● TASK DIRECTIONS
Collect every line of the data below that contains the word "turquoise". Case counts.

● LISTED ENTRIES
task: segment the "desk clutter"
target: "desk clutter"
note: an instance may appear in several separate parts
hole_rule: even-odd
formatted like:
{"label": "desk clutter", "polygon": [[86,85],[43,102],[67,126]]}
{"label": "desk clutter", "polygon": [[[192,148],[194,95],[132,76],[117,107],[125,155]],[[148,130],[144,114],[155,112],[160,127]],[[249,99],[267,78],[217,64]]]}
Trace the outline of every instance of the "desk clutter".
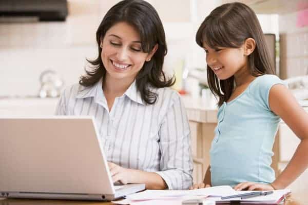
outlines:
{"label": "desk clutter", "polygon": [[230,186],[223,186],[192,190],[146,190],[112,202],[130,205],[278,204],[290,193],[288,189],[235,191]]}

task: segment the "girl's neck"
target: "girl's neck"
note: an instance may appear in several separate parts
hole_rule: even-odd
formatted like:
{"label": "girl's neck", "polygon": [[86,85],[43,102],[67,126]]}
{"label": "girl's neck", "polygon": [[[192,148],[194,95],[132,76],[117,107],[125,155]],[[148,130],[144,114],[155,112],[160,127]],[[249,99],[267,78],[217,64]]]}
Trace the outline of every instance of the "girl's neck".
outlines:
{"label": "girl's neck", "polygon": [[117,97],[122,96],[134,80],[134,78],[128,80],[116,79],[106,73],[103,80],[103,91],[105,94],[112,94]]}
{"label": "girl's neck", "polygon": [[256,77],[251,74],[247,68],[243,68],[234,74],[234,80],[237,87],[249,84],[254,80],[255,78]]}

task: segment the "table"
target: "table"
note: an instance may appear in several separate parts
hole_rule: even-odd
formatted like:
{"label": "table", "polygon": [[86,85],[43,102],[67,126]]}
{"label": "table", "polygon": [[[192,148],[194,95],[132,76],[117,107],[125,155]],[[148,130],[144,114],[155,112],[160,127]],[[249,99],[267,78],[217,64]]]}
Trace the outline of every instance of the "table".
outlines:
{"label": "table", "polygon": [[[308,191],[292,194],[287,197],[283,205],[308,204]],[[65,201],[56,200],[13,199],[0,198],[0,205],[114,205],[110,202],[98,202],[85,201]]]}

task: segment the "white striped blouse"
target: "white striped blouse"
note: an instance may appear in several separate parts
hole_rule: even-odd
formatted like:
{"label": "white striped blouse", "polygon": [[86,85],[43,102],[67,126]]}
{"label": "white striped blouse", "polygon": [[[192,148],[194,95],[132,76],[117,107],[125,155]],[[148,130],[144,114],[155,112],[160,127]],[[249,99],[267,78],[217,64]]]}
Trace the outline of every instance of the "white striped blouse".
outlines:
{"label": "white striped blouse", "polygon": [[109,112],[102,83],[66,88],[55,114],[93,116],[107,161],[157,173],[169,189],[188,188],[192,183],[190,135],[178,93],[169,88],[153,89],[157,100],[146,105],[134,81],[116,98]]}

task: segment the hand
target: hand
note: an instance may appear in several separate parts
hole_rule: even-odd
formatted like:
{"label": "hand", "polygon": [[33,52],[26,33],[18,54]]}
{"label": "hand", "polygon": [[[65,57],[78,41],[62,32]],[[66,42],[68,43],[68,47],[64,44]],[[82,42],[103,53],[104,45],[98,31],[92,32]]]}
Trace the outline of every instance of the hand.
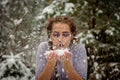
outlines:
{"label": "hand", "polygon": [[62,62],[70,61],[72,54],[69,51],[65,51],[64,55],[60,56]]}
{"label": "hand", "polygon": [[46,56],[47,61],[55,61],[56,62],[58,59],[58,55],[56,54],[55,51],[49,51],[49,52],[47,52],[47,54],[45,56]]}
--
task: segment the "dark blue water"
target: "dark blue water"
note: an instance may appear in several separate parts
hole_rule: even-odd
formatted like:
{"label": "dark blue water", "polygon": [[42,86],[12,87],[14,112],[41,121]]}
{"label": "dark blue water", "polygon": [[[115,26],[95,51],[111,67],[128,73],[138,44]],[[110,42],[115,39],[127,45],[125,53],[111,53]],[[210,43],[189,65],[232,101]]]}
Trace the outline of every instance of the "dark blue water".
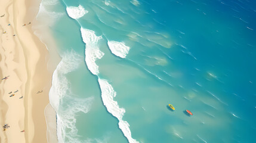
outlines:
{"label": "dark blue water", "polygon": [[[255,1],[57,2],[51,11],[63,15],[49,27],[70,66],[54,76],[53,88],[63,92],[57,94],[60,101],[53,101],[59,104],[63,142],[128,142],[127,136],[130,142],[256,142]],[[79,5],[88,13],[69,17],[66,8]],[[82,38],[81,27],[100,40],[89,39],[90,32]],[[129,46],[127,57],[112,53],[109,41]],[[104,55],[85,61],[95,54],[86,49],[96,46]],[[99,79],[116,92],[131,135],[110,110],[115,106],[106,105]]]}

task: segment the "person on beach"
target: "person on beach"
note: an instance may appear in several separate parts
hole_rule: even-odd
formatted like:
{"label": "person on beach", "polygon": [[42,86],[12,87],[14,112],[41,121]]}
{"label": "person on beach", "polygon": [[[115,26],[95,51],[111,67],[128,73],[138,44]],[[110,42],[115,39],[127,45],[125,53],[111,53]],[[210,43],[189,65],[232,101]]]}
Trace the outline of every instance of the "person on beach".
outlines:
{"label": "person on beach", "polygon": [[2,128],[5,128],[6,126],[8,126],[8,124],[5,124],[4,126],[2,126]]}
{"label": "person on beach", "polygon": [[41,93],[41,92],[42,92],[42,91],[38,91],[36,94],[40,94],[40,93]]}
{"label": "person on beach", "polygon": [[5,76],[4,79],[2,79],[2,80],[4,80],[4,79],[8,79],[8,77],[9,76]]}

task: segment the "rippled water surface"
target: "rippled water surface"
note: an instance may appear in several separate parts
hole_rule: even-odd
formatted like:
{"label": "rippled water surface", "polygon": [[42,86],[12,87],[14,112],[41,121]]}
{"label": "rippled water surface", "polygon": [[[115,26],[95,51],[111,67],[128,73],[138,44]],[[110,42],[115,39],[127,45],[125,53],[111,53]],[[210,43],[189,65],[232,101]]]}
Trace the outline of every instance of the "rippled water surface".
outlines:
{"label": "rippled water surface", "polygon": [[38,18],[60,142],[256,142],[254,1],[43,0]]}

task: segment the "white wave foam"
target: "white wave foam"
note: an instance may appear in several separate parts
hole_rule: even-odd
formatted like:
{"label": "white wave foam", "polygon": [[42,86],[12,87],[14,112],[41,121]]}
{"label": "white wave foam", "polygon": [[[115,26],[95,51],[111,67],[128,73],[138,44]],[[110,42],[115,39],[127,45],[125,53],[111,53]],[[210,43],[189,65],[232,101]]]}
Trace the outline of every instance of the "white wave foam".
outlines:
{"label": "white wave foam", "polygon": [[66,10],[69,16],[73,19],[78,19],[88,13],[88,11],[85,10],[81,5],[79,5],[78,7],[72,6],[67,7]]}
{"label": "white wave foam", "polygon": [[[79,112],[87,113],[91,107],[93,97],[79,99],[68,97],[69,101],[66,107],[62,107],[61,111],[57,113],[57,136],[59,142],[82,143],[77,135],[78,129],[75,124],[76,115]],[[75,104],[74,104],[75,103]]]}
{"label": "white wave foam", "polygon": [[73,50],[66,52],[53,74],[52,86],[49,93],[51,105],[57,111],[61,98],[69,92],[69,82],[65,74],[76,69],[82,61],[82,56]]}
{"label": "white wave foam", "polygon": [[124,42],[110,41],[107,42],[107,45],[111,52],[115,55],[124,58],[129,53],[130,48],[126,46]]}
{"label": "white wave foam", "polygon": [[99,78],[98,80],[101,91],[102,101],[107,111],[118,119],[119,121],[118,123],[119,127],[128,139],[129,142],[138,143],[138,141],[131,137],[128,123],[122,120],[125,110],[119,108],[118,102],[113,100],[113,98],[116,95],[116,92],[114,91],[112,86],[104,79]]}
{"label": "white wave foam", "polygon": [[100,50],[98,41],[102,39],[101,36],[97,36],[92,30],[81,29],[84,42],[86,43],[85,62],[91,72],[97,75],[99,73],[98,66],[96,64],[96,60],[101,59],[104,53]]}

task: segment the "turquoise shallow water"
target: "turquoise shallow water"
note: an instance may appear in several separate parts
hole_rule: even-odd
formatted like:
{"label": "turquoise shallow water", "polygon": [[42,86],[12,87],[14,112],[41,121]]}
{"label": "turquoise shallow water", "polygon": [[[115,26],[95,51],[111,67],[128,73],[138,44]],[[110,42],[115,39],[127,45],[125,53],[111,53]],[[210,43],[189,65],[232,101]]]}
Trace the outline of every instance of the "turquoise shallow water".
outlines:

● RESPONSE TO THIS TASK
task: segment the "turquoise shallow water"
target: "turquoise shallow water"
{"label": "turquoise shallow water", "polygon": [[42,86],[12,87],[14,112],[41,121]]}
{"label": "turquoise shallow water", "polygon": [[[115,26],[95,51],[111,67],[128,73],[138,44]],[[110,42],[115,39],[127,45],[125,53],[111,53]],[[210,43],[189,65],[232,101]]]}
Trace the outline of every instance of the "turquoise shallow water".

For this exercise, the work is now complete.